**Problem to work on:** Lines in the listing below that hold "exterior" are the ones to copy.

════════════════════

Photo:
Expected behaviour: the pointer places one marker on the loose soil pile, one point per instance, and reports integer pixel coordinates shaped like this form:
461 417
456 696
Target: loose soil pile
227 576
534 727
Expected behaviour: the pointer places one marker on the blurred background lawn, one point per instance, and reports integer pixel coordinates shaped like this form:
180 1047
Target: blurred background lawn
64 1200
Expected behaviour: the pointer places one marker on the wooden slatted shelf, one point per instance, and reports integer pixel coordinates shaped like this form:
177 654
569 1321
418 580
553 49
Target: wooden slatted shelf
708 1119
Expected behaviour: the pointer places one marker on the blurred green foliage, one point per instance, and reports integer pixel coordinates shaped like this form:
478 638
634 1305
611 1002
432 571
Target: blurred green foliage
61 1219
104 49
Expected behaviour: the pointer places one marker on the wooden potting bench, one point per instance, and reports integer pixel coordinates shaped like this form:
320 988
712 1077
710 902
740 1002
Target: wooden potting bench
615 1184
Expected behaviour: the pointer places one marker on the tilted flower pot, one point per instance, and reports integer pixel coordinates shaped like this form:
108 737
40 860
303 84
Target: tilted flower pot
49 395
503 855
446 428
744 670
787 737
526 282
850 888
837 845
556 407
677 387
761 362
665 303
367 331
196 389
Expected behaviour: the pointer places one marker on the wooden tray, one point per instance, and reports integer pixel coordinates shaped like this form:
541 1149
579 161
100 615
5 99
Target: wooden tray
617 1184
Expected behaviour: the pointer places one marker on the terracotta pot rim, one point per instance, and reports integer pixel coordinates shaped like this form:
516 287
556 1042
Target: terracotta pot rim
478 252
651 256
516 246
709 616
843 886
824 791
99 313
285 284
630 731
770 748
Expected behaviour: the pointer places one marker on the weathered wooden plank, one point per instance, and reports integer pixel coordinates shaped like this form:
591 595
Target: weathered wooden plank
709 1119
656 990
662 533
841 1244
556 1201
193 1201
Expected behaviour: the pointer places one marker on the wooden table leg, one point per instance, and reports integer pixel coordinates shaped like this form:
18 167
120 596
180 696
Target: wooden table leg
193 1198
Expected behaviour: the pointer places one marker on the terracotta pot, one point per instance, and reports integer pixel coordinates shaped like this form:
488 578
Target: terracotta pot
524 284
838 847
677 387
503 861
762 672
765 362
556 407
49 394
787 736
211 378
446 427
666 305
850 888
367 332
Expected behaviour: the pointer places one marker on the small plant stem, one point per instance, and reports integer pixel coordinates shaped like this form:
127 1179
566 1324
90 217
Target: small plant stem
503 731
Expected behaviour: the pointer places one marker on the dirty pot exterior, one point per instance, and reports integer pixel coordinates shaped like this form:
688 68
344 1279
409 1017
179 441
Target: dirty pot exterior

════════════════════

**Exercise result:**
Expected behaviour: the pointer places one marker on the dirty pot exterior, one point per instance, and reports integer pixel coordinates shaped like this form:
Target: dirty pot exterior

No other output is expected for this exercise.